- _Goal of the exercise_
The answer must consist of every line from the data that holds "window".

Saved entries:
++++++++++

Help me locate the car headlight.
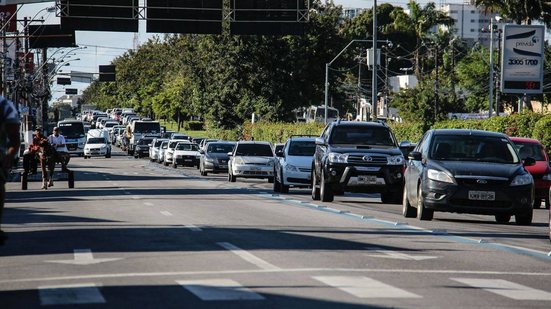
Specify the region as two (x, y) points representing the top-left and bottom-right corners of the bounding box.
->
(100, 145), (107, 149)
(387, 155), (405, 165)
(233, 157), (245, 165)
(267, 160), (274, 167)
(511, 173), (533, 186)
(427, 169), (455, 184)
(328, 152), (348, 163)
(205, 157), (215, 163)
(543, 172), (551, 181)
(78, 141), (84, 147)
(285, 164), (298, 172)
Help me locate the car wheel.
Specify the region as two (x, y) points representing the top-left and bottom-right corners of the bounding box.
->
(320, 171), (334, 202)
(172, 163), (177, 169)
(163, 161), (168, 166)
(281, 184), (289, 194)
(273, 175), (281, 192)
(311, 169), (320, 201)
(402, 187), (416, 218)
(417, 185), (433, 221)
(533, 198), (542, 209)
(515, 208), (533, 225)
(495, 214), (511, 223)
(545, 198), (550, 209)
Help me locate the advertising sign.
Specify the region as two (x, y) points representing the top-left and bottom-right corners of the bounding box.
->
(0, 5), (17, 32)
(500, 25), (545, 94)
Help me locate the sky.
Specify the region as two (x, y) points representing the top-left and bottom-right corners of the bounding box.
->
(16, 0), (467, 103)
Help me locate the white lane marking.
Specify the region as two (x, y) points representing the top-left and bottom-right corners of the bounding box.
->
(6, 269), (551, 285)
(314, 276), (421, 299)
(143, 202), (154, 206)
(160, 211), (173, 217)
(46, 249), (122, 265)
(39, 283), (105, 305)
(112, 183), (119, 186)
(131, 196), (140, 200)
(185, 225), (202, 232)
(217, 242), (280, 270)
(365, 246), (439, 261)
(451, 278), (551, 301)
(178, 279), (264, 301)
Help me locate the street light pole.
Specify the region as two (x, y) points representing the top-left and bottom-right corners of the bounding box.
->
(488, 18), (494, 118)
(371, 0), (378, 121)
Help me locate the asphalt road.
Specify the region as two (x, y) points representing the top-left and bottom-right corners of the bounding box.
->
(2, 149), (551, 308)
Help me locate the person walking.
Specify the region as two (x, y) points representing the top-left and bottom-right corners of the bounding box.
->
(0, 97), (21, 245)
(48, 126), (70, 175)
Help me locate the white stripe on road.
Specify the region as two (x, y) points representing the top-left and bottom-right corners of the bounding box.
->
(39, 283), (105, 305)
(217, 242), (280, 270)
(160, 211), (173, 217)
(143, 202), (154, 206)
(185, 225), (202, 232)
(177, 279), (264, 301)
(314, 276), (421, 299)
(451, 278), (551, 301)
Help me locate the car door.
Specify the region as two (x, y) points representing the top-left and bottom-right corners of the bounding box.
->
(405, 132), (430, 205)
(314, 125), (330, 180)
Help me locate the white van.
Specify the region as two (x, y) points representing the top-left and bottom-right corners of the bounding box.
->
(84, 129), (111, 159)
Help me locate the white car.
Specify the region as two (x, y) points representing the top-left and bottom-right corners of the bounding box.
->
(158, 140), (169, 163)
(274, 136), (317, 193)
(228, 141), (275, 183)
(84, 136), (111, 158)
(163, 139), (188, 166)
(172, 142), (200, 168)
(149, 138), (168, 162)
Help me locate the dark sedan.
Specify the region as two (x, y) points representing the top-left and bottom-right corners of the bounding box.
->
(403, 129), (535, 225)
(199, 142), (236, 176)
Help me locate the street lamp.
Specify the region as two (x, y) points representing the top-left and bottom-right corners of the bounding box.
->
(488, 15), (502, 118)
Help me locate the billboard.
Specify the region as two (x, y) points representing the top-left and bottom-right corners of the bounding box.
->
(147, 0), (222, 34)
(0, 5), (16, 32)
(500, 25), (545, 94)
(60, 0), (138, 32)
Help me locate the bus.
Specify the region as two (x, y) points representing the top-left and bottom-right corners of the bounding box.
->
(305, 105), (339, 123)
(57, 120), (86, 156)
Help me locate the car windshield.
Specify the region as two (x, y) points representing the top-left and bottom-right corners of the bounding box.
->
(513, 141), (546, 161)
(235, 144), (273, 156)
(176, 143), (198, 151)
(134, 122), (160, 134)
(87, 138), (105, 144)
(288, 141), (316, 156)
(329, 126), (395, 146)
(138, 139), (153, 145)
(430, 134), (519, 163)
(161, 142), (168, 149)
(154, 140), (165, 147)
(58, 122), (85, 138)
(207, 143), (235, 153)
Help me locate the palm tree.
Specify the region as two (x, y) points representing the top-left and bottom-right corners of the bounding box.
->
(390, 1), (454, 78)
(474, 0), (551, 27)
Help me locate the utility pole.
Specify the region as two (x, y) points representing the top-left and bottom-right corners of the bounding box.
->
(495, 29), (502, 116)
(434, 43), (439, 121)
(371, 0), (378, 121)
(41, 47), (48, 134)
(488, 18), (495, 118)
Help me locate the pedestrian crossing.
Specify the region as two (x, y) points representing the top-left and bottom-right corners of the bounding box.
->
(36, 276), (551, 305)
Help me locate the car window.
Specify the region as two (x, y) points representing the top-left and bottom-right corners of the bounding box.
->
(154, 140), (164, 147)
(235, 144), (273, 156)
(288, 141), (316, 156)
(176, 143), (199, 151)
(87, 138), (105, 144)
(513, 141), (546, 161)
(430, 135), (519, 163)
(329, 126), (395, 146)
(207, 143), (235, 153)
(138, 139), (153, 145)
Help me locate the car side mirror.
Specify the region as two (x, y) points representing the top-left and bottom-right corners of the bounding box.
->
(199, 149), (205, 154)
(408, 151), (422, 161)
(399, 141), (411, 148)
(523, 157), (536, 167)
(227, 152), (233, 157)
(275, 149), (284, 157)
(148, 144), (152, 147)
(315, 137), (325, 145)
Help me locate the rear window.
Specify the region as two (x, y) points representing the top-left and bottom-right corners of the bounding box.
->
(87, 138), (105, 144)
(134, 122), (161, 134)
(176, 143), (199, 151)
(235, 144), (273, 156)
(513, 141), (546, 161)
(330, 126), (395, 146)
(207, 143), (235, 154)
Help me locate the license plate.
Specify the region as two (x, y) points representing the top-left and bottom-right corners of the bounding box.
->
(184, 159), (192, 162)
(219, 165), (228, 169)
(357, 175), (377, 184)
(468, 191), (495, 201)
(250, 167), (260, 171)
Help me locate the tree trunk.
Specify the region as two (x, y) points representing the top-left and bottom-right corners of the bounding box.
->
(177, 110), (181, 132)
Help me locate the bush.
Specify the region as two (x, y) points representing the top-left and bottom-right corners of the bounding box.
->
(389, 122), (427, 143)
(532, 114), (551, 152)
(184, 121), (204, 131)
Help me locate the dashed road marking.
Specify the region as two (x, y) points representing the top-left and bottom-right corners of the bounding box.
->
(143, 202), (154, 206)
(451, 278), (551, 301)
(177, 279), (265, 301)
(217, 242), (280, 270)
(39, 283), (105, 305)
(160, 211), (173, 216)
(314, 276), (421, 299)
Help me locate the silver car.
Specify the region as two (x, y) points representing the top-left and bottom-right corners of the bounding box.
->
(228, 141), (275, 183)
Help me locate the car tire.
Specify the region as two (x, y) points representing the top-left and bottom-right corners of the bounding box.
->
(515, 208), (533, 225)
(402, 187), (416, 218)
(320, 171), (334, 202)
(228, 172), (236, 183)
(495, 214), (511, 223)
(545, 198), (550, 209)
(172, 163), (177, 169)
(106, 153), (111, 159)
(281, 184), (289, 194)
(311, 169), (320, 201)
(163, 161), (168, 166)
(417, 185), (433, 221)
(533, 199), (542, 209)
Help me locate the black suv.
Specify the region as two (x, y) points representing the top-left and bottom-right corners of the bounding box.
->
(311, 121), (406, 203)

++++++++++

- _Result of this exercise_
Help me locate the car window.
Help me locate the rear window.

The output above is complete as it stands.